#### [Materials provided]
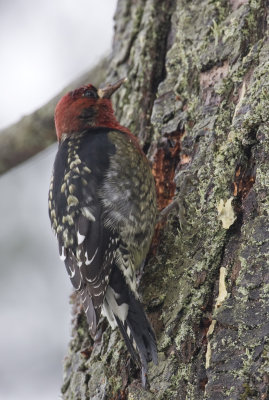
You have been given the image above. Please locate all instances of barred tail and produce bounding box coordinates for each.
[116,293,158,387]
[103,267,158,387]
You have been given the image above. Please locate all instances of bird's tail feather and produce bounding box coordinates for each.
[116,292,158,387]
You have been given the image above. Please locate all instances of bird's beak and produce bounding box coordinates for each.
[97,78,127,99]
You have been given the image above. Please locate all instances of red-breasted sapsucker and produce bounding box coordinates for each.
[49,79,157,386]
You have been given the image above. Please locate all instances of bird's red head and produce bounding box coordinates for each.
[55,78,126,142]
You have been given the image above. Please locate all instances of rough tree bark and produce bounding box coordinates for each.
[3,0,269,400]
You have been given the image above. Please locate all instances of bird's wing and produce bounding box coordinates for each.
[49,130,117,335]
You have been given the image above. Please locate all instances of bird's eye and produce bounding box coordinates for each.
[83,89,98,99]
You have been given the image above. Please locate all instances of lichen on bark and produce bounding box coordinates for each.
[5,0,264,400]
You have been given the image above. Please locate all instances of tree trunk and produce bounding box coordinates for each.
[5,0,269,400]
[62,0,269,400]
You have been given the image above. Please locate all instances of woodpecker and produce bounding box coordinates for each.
[49,79,157,387]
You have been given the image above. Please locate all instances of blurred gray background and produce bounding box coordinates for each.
[0,0,116,400]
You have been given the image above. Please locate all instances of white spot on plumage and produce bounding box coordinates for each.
[81,207,95,221]
[102,286,129,329]
[60,246,66,261]
[85,247,98,266]
[77,232,85,245]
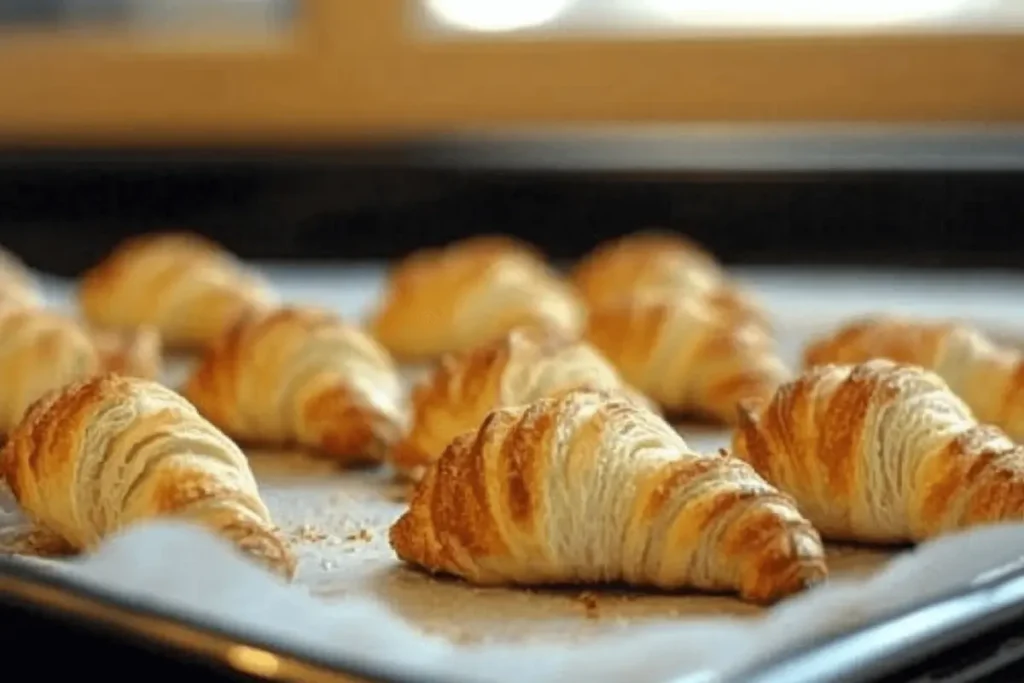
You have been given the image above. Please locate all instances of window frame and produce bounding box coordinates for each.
[0,0,1024,145]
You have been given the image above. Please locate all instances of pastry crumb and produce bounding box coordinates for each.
[292,524,329,543]
[577,591,601,618]
[345,528,374,543]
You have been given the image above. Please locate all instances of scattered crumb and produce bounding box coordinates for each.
[345,528,374,543]
[575,591,601,618]
[292,524,330,543]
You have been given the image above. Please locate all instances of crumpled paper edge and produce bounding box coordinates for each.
[8,521,1024,683]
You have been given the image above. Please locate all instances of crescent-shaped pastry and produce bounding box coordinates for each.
[184,307,404,462]
[79,232,276,348]
[390,391,826,601]
[0,306,101,434]
[88,326,164,380]
[369,238,585,361]
[733,359,1024,543]
[804,316,1024,440]
[391,328,656,479]
[0,375,296,578]
[586,298,787,424]
[570,230,768,326]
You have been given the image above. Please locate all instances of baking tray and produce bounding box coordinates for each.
[6,267,1024,681]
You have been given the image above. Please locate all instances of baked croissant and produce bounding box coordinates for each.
[571,230,767,325]
[79,232,276,348]
[184,307,403,461]
[0,375,296,578]
[391,328,656,478]
[586,298,786,424]
[88,326,164,380]
[390,391,826,601]
[369,238,585,361]
[0,306,100,434]
[804,316,1024,440]
[733,359,1024,543]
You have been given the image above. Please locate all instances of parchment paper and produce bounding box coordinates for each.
[6,266,1024,682]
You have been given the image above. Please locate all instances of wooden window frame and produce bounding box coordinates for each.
[0,0,1024,145]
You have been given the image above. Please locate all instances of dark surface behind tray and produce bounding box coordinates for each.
[0,158,1024,275]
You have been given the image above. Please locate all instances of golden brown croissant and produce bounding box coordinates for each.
[571,230,767,325]
[733,359,1024,543]
[184,307,403,461]
[390,391,826,601]
[586,298,786,423]
[88,326,164,380]
[370,238,585,361]
[0,307,100,434]
[0,375,296,577]
[804,316,1024,440]
[79,232,276,348]
[391,328,655,478]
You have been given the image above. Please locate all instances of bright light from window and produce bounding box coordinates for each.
[427,0,574,32]
[636,0,989,28]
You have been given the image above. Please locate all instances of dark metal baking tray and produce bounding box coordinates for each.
[6,548,1024,683]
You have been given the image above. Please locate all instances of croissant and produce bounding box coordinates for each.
[88,326,163,380]
[804,316,1024,440]
[369,238,585,361]
[79,232,276,348]
[391,328,656,478]
[586,298,786,424]
[733,359,1024,543]
[570,230,768,325]
[0,306,100,434]
[184,307,404,461]
[0,375,296,578]
[390,391,826,601]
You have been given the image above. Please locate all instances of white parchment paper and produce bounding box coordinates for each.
[0,269,1024,683]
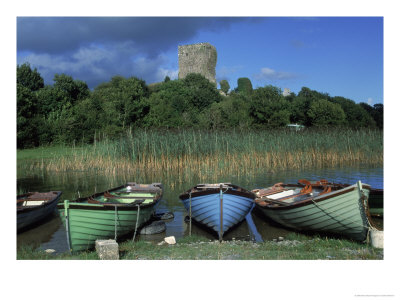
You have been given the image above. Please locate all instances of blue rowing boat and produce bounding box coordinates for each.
[179,183,255,240]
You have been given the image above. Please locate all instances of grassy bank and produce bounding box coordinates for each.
[17,129,383,176]
[17,233,383,260]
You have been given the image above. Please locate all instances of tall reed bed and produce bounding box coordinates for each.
[23,129,383,175]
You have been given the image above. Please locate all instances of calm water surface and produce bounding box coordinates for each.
[17,167,383,253]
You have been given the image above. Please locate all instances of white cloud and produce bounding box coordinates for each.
[18,42,178,87]
[254,68,298,80]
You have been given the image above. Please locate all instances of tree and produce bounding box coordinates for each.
[92,76,149,130]
[183,73,222,111]
[219,80,230,95]
[237,77,253,95]
[331,97,376,128]
[307,99,346,126]
[250,85,290,127]
[17,63,44,91]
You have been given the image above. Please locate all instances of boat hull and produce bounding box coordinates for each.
[181,184,254,238]
[59,203,154,251]
[58,184,162,251]
[257,185,369,241]
[17,192,61,231]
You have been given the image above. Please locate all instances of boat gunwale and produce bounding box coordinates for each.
[17,191,62,214]
[255,184,371,210]
[179,183,256,200]
[57,182,163,210]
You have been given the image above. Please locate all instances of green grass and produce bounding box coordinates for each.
[17,129,383,177]
[17,233,383,260]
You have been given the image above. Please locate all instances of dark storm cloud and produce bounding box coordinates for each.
[17,17,252,88]
[17,17,243,56]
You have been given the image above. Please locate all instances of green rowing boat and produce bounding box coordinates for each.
[253,180,372,241]
[299,179,383,217]
[57,182,163,251]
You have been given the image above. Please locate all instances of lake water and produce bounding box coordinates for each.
[17,166,383,253]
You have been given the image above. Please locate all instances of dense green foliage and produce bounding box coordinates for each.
[17,64,383,148]
[219,80,231,95]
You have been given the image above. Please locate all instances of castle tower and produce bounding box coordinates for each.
[178,43,217,84]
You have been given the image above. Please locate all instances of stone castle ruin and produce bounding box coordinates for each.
[178,43,217,84]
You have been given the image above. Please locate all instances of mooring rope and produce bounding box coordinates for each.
[114,205,117,240]
[132,204,140,241]
[189,191,192,236]
[311,190,372,236]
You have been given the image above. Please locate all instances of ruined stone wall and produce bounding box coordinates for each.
[178,43,217,84]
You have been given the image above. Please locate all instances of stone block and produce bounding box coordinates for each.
[96,240,119,260]
[164,236,176,245]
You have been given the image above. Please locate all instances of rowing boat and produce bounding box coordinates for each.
[252,180,372,241]
[301,179,383,217]
[17,191,62,231]
[58,182,163,251]
[179,183,255,240]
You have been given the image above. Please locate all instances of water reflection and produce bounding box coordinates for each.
[17,166,383,252]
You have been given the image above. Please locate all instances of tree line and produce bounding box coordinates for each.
[17,63,383,148]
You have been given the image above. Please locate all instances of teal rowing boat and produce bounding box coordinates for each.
[253,180,372,241]
[57,183,163,251]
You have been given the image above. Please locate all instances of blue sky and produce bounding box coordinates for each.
[17,17,383,105]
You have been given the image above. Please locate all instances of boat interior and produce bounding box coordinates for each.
[253,183,332,206]
[17,192,56,207]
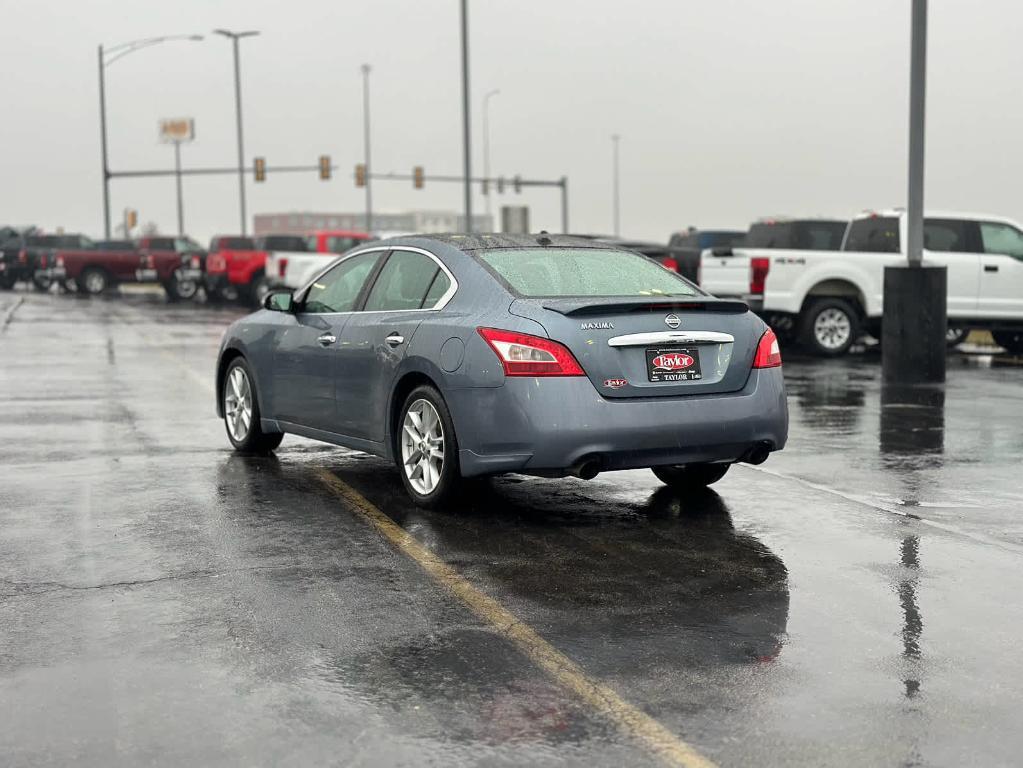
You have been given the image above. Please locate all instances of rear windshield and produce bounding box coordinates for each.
[477,247,698,298]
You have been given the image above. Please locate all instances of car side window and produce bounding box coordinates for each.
[980,221,1023,261]
[302,251,381,315]
[365,251,450,312]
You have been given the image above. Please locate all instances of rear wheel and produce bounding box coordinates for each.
[222,357,284,453]
[991,330,1023,355]
[651,464,730,491]
[78,267,110,296]
[799,297,859,357]
[395,386,461,507]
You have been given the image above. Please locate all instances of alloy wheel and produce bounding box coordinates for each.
[224,365,253,443]
[401,400,444,496]
[813,307,852,350]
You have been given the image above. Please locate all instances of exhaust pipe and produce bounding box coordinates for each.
[740,443,770,464]
[568,456,601,480]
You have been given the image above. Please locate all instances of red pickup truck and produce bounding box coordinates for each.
[49,237,203,301]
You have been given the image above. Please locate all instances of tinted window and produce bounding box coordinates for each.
[980,221,1023,259]
[478,247,697,297]
[365,251,441,312]
[845,216,899,254]
[303,252,381,314]
[924,219,973,254]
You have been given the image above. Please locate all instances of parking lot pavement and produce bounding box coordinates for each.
[0,295,1023,766]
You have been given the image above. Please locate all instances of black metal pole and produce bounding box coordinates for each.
[231,37,248,234]
[362,64,373,232]
[174,141,185,237]
[99,45,110,239]
[461,0,473,232]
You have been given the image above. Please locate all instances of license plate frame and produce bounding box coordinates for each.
[646,347,703,383]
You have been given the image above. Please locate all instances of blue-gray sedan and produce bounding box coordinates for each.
[217,234,788,505]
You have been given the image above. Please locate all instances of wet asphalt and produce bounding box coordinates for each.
[0,291,1023,766]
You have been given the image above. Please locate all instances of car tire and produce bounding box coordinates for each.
[651,464,731,491]
[394,385,461,508]
[799,297,860,357]
[220,357,284,453]
[991,330,1023,355]
[945,325,970,350]
[78,267,110,296]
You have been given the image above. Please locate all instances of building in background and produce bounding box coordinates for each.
[253,211,494,237]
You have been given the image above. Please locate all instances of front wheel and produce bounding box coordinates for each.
[799,297,859,357]
[395,386,461,507]
[991,330,1023,355]
[222,357,284,453]
[650,464,730,491]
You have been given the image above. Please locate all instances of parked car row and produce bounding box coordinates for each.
[0,227,371,306]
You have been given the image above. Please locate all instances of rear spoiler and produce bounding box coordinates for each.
[540,296,750,316]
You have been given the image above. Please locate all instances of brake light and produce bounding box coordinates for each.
[753,328,782,368]
[750,257,770,293]
[476,328,585,376]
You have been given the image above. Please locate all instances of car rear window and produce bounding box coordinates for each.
[477,247,698,298]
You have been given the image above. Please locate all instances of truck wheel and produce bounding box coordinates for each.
[78,267,110,296]
[991,330,1023,355]
[799,297,859,357]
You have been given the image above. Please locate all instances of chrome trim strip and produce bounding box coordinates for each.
[294,245,458,315]
[608,330,736,347]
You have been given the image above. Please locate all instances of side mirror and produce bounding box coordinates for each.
[263,290,293,312]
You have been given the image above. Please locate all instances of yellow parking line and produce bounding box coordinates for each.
[317,468,714,768]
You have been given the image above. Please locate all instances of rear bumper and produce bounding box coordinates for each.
[445,368,789,477]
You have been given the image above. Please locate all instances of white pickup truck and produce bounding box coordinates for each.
[700,209,1023,356]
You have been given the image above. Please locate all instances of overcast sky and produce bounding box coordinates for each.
[0,0,1023,240]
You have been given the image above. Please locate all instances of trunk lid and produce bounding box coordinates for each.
[509,297,763,398]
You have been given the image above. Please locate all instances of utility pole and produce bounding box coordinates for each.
[461,0,473,233]
[361,64,373,232]
[213,30,259,234]
[611,133,622,237]
[483,88,500,223]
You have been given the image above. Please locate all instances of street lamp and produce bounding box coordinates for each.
[213,30,259,234]
[359,64,373,232]
[611,133,622,237]
[98,35,203,239]
[483,88,500,223]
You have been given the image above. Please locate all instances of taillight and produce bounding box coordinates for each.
[750,257,770,293]
[477,328,585,376]
[753,328,782,368]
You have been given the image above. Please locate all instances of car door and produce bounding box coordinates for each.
[977,221,1023,319]
[924,218,980,317]
[272,251,383,433]
[337,249,453,442]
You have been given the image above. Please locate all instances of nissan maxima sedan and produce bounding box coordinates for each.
[217,233,788,506]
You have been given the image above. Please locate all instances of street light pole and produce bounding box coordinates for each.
[483,88,500,223]
[461,0,473,233]
[611,133,622,237]
[361,64,373,232]
[213,30,259,234]
[97,35,203,239]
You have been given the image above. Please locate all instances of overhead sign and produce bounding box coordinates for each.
[160,118,195,144]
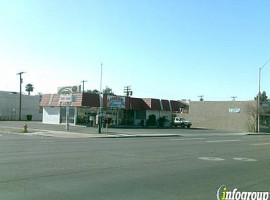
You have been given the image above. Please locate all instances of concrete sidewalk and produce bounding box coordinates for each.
[0,121,184,138]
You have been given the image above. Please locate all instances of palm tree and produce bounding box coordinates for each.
[25,83,34,95]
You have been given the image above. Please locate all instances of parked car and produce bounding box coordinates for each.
[173,117,192,128]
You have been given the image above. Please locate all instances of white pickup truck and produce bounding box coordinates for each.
[173,117,192,128]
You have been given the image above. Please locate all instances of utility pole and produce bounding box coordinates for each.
[124,86,133,97]
[257,58,270,133]
[198,95,204,101]
[17,72,25,121]
[124,86,133,125]
[231,96,237,101]
[81,80,87,93]
[98,63,103,133]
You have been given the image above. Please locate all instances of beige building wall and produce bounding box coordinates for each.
[179,101,256,132]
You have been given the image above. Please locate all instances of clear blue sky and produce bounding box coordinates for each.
[0,0,270,100]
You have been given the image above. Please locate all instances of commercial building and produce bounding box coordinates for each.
[0,91,42,121]
[178,101,262,132]
[40,88,186,126]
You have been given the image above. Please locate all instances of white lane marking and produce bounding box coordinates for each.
[233,158,257,162]
[206,140,240,143]
[170,138,205,141]
[251,143,270,146]
[198,157,225,161]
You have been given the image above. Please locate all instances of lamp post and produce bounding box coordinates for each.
[257,58,270,133]
[98,63,103,133]
[82,80,87,93]
[17,72,25,121]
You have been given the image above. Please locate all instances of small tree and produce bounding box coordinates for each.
[85,89,99,94]
[103,86,115,95]
[146,115,157,126]
[254,91,269,102]
[244,104,257,132]
[25,83,34,95]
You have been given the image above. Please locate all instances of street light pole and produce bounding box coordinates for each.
[17,72,25,121]
[98,63,103,133]
[257,58,270,133]
[82,80,87,93]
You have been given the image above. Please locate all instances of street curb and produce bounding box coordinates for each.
[99,134,183,138]
[246,133,270,136]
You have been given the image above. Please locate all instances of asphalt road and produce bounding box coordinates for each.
[0,130,270,200]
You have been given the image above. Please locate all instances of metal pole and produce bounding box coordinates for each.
[17,72,24,121]
[82,80,87,93]
[98,63,103,133]
[19,73,22,121]
[257,68,262,133]
[66,103,69,130]
[257,58,270,133]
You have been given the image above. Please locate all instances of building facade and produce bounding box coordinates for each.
[40,93,185,126]
[0,91,42,121]
[178,101,257,132]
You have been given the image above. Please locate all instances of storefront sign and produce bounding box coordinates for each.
[59,94,72,103]
[229,108,241,113]
[107,95,126,108]
[57,85,81,94]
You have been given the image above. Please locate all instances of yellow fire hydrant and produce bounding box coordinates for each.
[23,124,27,133]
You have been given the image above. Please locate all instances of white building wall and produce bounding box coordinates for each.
[146,110,172,120]
[0,91,42,121]
[42,107,60,124]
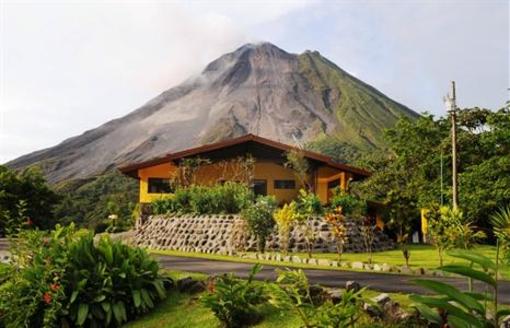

#### [Brief]
Turn everything from the line containing "hydrant and produce bounding box coordinates for each." down to the end of the entries into a Markdown table with the columns No. and Line, one row per line. Leave out blank lines and the pictures.

#### [Written solution]
| No. | Line |
|---|---|
| 1 | You have been given the image above. Please locate all instances of yellow fire hydrant and produce bounding box coordinates for each. |
| 2 | [23,124,27,133] |
| 3 | You have been given the image above. Please locate all instances of white building wall and produce bounding box coordinates for each. |
| 4 | [146,110,172,120] |
| 5 | [0,91,42,121] |
| 6 | [42,107,60,124] |